Texte fourni:
Au milieu du désarroi des partis et de l’effarement de l’opinion, les inquiétudes du pays donnaient aux défenseurs attitrés de l’église un ascendant qui eût paru inouï quelques mois plus tôt. Leurs chefs surent le mettre à profit avec un singulier esprit politique. Parmi les plus jeunes députés de la fin du dernier règne, les catholiques avaient rencontré un homme d’état de race, chez lequel un tact politique inné tenait lieu d’expérience, un homme d’un esprit à la fois fin et élevé, d’une éloquence noble et simple, possédant à un haut degré la première qualité d’un homme de gouvernement, le sens pratique. Plus froid que Montalembert, qui était plutôt un agitateur qu’un chef de parti, moins accessible à l’engouement comme au découragement, M. de Falloux était par là même plus propre à la direction d’un gouvernement et à la conduite des affaires. Ce fut l’homme politique des catholiques ; il avait l’avantage de n’avoir d’illusions ni sur les personnes ni sur les choses. Les catholiques les plus illustres, au dedans et au dehors des assemblées, étaient du reste d’accord. Si, en décembre 1848, M. de Falloux fit taire ses répugnances à entrer au ministère, ce ne fut que sur les instances, ou mieux sous la pression de Montalembert et de Dupanloup[1]. Les rivalités de personnes leur étaient absolument étrangères, ils ne songeaient qu’à la défense de la cause commune et ils étaient d’accord sur la tactique à suivre. A l’opinion publique, encore mal remise des terreurs de juin, à la société en péril, ils offraient le secours de la seule force restée debout, la religion. Dans le désordre qui suivait la tempête, au lendemain de la secousse où l’état avait cru périr, leur voix fut entendue. Ils trouvèrent comme allié un de leurs plus redoutables adversaires de la veille, M. Thiers. La bourgeoisie sceptique avait, devant le déchaînement populaire, perdu l’assurance de son optimisme. Ainsi s’explique la loi sur l’enseignement de 1850. Pour les catholiques qui la provoquèrent, comme pour les politiques qui l’acceptèrent, ce fut avant tout une loi de salut social.

Consigne 1: D'après le texte sur la loi sur l'enseignement de 1850, sous la pression de qui M. de Falloux accepta-t-il d'entrer au ministère en décembre 1848 ?
Consigne 2: Poursuivez le texte sur la loi sur l'enseignement de 1850 à partir de sa dernière phrase.

Informations fournies:
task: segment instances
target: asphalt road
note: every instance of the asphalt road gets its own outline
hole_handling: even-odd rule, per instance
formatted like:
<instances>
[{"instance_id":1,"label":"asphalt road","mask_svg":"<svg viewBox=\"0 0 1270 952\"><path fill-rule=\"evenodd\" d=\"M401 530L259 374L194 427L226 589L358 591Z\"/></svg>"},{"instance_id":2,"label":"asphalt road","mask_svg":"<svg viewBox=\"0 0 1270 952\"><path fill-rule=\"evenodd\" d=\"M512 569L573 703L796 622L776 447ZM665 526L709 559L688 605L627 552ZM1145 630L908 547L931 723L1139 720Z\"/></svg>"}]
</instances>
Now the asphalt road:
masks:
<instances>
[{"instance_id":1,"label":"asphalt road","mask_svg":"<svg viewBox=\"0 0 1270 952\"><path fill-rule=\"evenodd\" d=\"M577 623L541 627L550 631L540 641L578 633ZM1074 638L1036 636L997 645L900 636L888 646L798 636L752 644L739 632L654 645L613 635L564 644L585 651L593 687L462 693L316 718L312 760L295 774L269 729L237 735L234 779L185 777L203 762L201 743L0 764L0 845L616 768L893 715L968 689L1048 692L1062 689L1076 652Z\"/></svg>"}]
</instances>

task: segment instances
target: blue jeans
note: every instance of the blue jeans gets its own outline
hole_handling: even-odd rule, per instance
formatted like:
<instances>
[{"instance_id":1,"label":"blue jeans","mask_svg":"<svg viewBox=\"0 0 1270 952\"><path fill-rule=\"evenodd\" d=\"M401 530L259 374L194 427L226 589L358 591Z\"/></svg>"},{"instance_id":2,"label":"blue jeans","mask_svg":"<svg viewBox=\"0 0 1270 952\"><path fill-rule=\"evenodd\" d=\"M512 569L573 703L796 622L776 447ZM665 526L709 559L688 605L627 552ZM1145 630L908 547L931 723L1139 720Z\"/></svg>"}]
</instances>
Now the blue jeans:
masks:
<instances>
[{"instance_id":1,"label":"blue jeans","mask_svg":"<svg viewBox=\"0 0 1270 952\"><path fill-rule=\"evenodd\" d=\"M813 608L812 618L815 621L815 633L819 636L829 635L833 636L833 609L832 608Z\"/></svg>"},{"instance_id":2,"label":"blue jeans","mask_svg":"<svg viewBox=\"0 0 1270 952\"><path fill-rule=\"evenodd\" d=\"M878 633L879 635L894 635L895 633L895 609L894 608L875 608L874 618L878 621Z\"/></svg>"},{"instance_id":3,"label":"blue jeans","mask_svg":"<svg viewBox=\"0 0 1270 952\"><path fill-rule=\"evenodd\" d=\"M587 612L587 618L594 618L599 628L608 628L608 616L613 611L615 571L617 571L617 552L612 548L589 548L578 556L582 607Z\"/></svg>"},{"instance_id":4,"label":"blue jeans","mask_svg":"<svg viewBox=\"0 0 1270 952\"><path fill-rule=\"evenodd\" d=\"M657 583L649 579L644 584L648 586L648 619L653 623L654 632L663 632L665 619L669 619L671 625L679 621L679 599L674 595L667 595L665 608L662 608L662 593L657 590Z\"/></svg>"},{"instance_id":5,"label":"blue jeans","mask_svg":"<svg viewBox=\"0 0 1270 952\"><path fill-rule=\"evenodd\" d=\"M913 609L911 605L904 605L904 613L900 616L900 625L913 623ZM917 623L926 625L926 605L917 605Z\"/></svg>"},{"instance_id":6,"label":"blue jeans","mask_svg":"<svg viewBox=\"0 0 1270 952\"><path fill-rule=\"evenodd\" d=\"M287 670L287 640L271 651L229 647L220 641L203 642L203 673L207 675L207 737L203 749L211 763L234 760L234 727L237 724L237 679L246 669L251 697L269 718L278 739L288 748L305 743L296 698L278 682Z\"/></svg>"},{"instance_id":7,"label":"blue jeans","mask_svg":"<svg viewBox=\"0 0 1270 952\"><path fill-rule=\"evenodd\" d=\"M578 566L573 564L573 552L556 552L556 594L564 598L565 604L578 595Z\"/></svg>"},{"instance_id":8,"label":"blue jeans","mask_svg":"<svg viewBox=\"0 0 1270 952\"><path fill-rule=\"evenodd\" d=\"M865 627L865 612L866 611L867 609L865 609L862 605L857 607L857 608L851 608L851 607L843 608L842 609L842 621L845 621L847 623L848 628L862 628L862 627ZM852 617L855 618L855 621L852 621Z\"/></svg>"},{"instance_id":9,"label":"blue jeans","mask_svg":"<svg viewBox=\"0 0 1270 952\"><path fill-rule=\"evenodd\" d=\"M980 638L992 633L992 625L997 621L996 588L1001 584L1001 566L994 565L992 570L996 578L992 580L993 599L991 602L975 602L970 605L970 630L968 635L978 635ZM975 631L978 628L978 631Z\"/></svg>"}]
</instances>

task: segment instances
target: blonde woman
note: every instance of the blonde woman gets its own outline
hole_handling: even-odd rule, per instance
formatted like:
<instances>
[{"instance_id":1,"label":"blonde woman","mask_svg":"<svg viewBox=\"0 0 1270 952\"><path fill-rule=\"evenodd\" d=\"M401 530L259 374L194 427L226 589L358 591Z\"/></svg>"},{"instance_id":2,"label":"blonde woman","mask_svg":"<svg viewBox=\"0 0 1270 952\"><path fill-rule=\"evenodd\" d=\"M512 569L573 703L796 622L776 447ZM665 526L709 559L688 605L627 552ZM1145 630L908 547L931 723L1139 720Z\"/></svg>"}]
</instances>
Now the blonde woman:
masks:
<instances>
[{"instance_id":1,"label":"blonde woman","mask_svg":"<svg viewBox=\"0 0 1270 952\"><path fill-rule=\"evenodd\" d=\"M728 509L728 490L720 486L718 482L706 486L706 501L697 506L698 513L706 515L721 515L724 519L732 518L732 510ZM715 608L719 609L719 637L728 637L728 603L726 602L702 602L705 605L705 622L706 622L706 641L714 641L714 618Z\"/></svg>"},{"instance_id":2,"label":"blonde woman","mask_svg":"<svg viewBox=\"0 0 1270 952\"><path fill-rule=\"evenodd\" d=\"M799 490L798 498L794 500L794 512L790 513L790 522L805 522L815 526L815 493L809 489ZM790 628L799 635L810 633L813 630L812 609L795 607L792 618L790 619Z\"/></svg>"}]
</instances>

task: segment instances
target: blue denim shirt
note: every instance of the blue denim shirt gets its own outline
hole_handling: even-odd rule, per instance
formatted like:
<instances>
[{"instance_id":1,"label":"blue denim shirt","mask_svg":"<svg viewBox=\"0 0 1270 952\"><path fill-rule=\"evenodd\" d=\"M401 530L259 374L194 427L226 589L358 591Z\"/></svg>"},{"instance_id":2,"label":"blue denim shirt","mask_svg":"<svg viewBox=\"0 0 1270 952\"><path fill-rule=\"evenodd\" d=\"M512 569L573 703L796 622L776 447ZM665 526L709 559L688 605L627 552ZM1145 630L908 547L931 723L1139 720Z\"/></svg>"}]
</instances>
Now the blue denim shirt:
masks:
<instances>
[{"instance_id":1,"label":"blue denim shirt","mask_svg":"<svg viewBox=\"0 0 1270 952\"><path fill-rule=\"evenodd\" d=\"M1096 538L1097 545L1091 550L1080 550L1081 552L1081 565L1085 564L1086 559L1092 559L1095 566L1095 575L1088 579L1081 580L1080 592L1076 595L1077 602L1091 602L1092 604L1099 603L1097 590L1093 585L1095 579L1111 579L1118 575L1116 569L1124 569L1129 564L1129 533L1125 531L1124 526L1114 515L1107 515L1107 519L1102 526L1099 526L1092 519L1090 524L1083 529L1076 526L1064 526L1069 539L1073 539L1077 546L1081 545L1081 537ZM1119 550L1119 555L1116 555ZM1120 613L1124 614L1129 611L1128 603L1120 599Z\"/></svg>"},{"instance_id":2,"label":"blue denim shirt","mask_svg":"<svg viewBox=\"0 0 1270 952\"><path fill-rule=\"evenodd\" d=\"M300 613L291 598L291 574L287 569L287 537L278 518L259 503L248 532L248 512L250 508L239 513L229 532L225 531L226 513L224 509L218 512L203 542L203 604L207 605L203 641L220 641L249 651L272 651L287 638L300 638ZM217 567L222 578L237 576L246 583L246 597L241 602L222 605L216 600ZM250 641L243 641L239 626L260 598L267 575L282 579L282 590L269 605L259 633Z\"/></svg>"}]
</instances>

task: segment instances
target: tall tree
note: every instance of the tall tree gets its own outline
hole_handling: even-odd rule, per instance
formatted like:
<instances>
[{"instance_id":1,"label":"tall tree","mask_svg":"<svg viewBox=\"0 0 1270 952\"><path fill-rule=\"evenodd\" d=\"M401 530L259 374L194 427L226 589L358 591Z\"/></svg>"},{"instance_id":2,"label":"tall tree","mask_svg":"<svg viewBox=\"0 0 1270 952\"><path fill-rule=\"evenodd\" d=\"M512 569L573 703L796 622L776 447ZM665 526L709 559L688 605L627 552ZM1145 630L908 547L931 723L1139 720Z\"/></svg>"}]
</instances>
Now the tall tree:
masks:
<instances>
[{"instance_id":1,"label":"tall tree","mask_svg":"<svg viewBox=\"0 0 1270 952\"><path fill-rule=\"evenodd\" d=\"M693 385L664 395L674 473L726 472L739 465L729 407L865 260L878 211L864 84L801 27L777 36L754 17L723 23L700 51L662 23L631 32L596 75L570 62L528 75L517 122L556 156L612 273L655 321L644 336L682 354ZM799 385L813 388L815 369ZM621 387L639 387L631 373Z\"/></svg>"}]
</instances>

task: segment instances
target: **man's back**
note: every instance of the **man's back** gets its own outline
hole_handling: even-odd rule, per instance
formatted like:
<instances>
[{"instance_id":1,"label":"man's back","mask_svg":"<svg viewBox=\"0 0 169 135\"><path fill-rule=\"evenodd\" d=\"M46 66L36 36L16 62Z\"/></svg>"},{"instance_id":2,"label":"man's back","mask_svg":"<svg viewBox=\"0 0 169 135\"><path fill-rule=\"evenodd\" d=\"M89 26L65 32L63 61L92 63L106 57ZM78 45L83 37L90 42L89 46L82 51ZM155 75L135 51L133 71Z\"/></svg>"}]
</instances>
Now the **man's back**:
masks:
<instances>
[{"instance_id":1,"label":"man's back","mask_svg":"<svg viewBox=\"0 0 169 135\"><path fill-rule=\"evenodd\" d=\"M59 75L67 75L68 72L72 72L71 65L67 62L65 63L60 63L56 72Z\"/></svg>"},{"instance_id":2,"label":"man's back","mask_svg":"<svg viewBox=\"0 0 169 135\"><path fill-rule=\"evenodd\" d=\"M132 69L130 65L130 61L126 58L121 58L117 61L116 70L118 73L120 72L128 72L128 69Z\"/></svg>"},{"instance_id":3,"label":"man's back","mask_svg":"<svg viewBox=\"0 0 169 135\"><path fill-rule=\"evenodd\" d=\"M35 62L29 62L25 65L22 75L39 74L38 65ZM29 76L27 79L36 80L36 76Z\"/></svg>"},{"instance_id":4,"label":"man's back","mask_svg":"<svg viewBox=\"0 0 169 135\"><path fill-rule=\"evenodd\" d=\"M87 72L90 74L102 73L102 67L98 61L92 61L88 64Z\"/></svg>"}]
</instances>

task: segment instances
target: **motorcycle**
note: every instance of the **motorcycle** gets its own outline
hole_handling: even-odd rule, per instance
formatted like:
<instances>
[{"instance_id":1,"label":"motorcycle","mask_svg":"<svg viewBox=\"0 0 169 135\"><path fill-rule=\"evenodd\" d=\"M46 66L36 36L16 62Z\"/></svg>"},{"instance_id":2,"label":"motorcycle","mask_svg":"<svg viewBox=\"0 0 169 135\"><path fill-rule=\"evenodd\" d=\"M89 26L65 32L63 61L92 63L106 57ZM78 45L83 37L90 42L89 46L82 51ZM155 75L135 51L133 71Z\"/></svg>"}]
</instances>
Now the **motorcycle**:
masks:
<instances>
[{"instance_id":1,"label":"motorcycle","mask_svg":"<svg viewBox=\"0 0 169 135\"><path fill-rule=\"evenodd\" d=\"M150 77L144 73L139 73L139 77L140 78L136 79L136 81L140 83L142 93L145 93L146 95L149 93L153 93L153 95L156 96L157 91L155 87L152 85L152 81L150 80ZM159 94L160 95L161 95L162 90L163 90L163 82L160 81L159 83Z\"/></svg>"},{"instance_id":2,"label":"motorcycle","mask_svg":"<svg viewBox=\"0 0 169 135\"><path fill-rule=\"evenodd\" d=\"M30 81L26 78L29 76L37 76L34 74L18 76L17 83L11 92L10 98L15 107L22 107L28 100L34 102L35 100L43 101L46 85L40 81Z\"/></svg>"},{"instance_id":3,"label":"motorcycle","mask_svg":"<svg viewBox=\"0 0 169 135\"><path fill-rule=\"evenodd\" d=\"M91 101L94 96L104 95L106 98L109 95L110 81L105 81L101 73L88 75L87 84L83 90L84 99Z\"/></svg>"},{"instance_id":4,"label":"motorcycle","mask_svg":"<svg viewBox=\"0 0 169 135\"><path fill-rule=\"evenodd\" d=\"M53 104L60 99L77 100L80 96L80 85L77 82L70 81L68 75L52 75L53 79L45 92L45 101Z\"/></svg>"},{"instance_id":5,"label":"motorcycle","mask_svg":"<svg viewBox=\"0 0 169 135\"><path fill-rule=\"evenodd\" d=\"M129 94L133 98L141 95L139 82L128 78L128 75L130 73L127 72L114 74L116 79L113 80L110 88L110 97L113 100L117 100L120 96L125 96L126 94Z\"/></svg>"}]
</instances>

Réponse rédigée 1: Sous la pression de Montalembert et de Dupanloup.

Réponse rédigée 2:
Nous n’avons ici ni à étudier ni à juger cette loi fameuse. Nous pourrions pour cela renvoyer au jugement porté par un ancien universitaire, demeuré fidèle au principe de liberté[2]. Cette loi, que l’on a comparée à l’édit de Nantes et au concordat, était à bien des égards, tout comme le concordat et l’édit de Nantes, un compromis,

  1. M. de Falloux en a fait lui-même le récit dans un volume sur l’évêque d’Orléans.
  2. Voyez Dieu, Patrie et Liberté, par M. Jules Simon ; et aussi la Liberté d’enseignement et l’Université sous la troisième république, par M. Emile Beaussire.